The generated outcomes table includes:

  • call_resolved: Binary indicator (0 or 1)
  • customer_satisfaction_score: Rating from 1-5
  • resolution_confidence: Float from 0.0 to 1.0
  • reasoning: Text explanation of the assessment

The notebook includes queries to check the quality distribution and verify the labeled dataset.

Setup Experiment Tracking

The notebook uses Snowflake ML's experiment tracking to systematically compare different modeling approaches. All experiments are logged under the call_quality_prediction_with_ner experiment name.

A "high quality call" is defined as one where the issue was resolved and customer satisfaction was 4 or higher.

Data Splitting Strategy

The data is split into three sets:

  • Holdout set: 5 calls reserved for final validation (never used in training/testing)

Data shown:
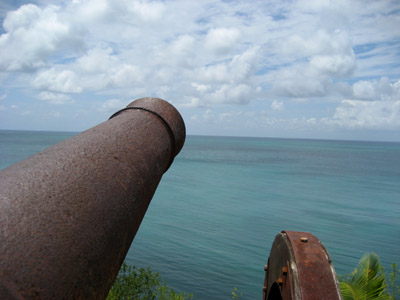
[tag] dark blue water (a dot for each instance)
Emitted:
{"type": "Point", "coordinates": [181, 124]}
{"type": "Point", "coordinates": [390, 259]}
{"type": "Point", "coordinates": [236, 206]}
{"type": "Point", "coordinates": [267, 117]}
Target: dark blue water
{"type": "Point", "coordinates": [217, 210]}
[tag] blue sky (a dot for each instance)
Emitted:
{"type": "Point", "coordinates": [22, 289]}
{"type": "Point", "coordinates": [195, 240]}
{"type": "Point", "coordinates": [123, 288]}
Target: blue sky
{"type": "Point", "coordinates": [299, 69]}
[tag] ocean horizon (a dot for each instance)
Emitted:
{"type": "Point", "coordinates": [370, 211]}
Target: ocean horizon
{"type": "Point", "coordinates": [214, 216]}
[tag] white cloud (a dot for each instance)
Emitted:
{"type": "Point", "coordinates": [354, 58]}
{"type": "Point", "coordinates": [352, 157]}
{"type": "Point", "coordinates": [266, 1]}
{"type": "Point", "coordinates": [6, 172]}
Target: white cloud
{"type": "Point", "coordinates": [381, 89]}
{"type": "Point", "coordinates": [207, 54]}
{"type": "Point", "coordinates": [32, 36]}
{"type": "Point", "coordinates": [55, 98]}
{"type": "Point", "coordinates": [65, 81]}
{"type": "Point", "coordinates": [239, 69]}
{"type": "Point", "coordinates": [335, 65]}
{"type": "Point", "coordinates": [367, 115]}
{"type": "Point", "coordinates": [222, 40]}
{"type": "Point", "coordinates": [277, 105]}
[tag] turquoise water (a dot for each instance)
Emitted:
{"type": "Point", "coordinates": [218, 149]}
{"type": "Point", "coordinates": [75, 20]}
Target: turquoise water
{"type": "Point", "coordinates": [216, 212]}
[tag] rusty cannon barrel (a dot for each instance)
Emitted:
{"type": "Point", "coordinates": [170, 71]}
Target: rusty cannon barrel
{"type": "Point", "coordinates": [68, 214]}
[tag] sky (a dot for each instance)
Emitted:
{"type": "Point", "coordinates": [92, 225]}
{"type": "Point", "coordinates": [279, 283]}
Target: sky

What to do:
(1) In the call quality prediction text, what defines a "high quality call"?
(2) Continue the call quality prediction text from where it stops.

The answers:
(1) The issue was resolved and customer satisfaction was 4 or higher.

(2)
  • Training set: 80% of remaining data for model training
  • Test set: 20% of remaining data for evaluation

Train Multiple Experiments

The notebook trains four different models for comparison:

Experiment 1: Optimized XGBoost with All Features

  • Uses all 32+ features with optimized hyperparameters
  • Automatically finds optimal prediction threshold to maximize F1 score

Experiment 2: Acoustic Features Only

  • Tests if acoustic signals alone can predict call quality
  • Uses only acoustic and interaction features

Experiment 3: NER + Emotion Features

  • Focuses on content and emotional indicators
  • Tests whether "what was said" matters more than "how it was said"

Experiment 4: SMOTE Balanced Data

  • Applies SMOTE oversampling to create balanced training data
  • Addresses class imbalance issues

All experiments log model parameters, performance metrics (accuracy, precision, recall, F1, AUC), optimal prediction threshold, and trained model artifacts. You can compare experiments in Snowflake to determine which approach works best.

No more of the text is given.